Hackaday Links: March 29, 2020

It turns out that whacking busted things to fix them works as well on Mars as it does on Earth, as NASA managed to fix its wonky “mole” with a little help from the InSight lander’s robotic arm. Calling it “percussive maintenance” is perhaps a touch overwrought; as we explained last week, NASA prepped carefully for this last-ditch effort to salvage the HP³ experiment, and it was really more of a gentle nudge that a solid smack with the spacecraft’s backhoe bucket. From the before and after pictures, it still looks like the mole is a little off-kilter, and there was talk that the shovel fix was only the first step in a more involved repair. We’ll keep an ear open for more details — this kind of stuff is fascinating, and beats the news from Earth these days by a long shot.

[ACTIONS TO TAKE]:
[a] In the links post, what did NASA use to help fix its mole on Mars?
[b] Quote the links post from "Hackaday Links: March" up to and including "a long shot.", word for word.

[GIVEN DATA]:
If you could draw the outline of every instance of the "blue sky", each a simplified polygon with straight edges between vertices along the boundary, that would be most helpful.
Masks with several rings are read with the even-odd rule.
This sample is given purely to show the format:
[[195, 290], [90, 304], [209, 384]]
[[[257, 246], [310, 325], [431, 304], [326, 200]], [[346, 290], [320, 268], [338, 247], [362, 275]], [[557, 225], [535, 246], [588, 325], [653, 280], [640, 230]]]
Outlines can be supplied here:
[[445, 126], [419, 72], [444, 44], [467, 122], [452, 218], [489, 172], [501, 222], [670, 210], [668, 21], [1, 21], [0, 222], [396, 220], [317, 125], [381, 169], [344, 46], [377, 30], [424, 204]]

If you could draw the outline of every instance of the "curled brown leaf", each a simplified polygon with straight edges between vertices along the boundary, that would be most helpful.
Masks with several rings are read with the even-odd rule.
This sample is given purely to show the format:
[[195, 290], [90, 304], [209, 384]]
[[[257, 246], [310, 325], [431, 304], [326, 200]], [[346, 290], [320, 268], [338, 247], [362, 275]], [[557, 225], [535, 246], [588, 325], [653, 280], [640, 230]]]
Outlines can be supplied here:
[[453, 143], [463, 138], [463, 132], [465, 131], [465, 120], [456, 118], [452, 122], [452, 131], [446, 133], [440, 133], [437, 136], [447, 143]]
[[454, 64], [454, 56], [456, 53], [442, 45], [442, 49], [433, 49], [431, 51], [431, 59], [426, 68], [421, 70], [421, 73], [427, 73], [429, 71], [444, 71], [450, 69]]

[RESULTS IN ORDER]:
[a] The InSight lander's robotic arm.

[b]
Hackaday Links: March 29, 2020

It turns out that whacking busted things to fix them works as well on Mars as it does on Earth, as NASA managed to fix its wonky “mole” with a little help from the InSight lander’s robotic arm. Calling it “percussive maintenance” is perhaps a touch overwrought; as we explained last week, NASA prepped carefully for this last-ditch effort to salvage the HP³ experiment, and it was really more of a gentle nudge that a solid smack with the spacecraft’s backhoe bucket. From the before and after pictures, it still looks like the mole is a little off-kilter, and there was talk that the shovel fix was only the first step in a more involved repair. We’ll keep an ear open for more details — this kind of stuff is fascinating, and beats the news from Earth these days by a long shot.